[start]
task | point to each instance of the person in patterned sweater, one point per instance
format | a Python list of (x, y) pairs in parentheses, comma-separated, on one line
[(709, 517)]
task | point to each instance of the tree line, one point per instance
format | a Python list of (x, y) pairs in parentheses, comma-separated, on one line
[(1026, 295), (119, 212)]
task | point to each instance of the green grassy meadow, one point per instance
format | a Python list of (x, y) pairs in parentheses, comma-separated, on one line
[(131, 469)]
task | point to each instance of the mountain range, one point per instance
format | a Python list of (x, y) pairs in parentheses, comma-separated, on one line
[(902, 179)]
[end]
[start]
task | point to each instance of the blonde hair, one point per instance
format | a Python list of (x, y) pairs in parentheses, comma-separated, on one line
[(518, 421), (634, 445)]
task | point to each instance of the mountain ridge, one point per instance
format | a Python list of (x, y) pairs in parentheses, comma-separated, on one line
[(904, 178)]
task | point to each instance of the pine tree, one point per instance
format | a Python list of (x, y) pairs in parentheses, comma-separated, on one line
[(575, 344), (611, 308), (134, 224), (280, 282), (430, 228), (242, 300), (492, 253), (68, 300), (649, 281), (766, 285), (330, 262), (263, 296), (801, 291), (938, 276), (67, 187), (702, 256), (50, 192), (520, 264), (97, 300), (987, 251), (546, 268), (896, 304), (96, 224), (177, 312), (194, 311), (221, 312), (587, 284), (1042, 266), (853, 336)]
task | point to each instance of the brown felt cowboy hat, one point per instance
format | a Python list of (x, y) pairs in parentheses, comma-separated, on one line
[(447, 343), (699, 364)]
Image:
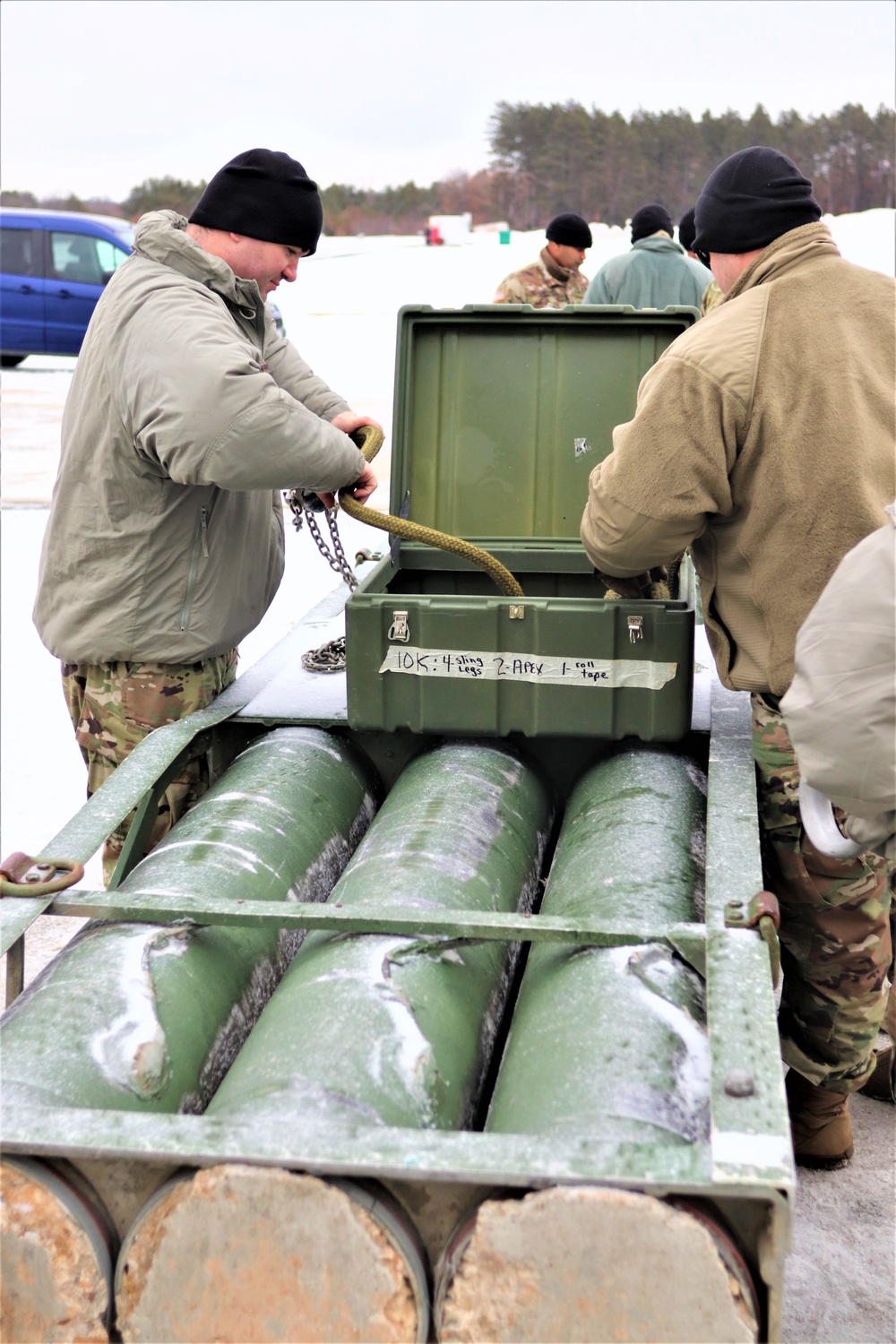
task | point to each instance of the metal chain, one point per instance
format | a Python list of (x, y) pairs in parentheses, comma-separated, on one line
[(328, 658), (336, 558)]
[end]
[start]
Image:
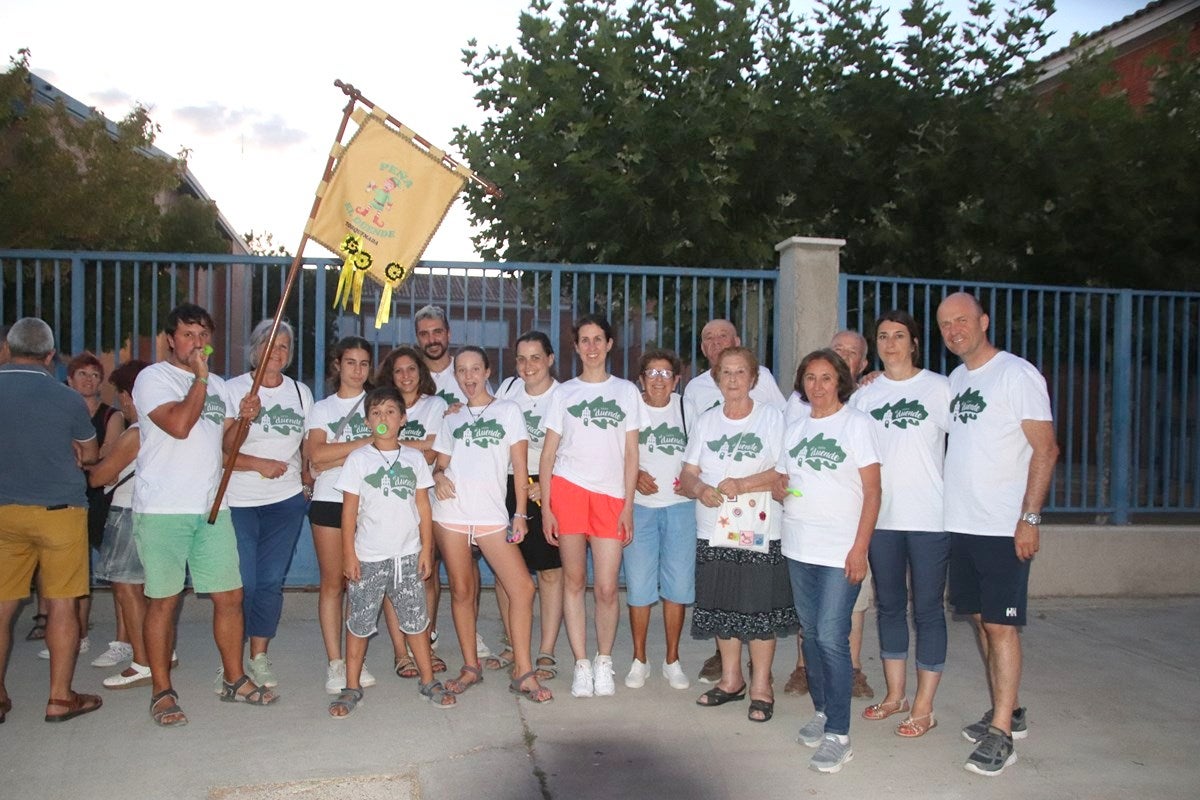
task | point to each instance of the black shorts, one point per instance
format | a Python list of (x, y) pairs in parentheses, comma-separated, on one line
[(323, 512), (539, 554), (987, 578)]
[end]
**Directive**
Can you swap "patterned" for "striped" in the listing from the line with "task | point to each instance of the person" to the line with "[(709, 517)]", keeping everything else unchanged, and return only those lines?

**Answer to the exercise**
task | point to each instance of the person in striped sweater, one point per instance
format | a Python list of (x, y) pairs in parentheses, comma-separated, on one line
[(709, 517)]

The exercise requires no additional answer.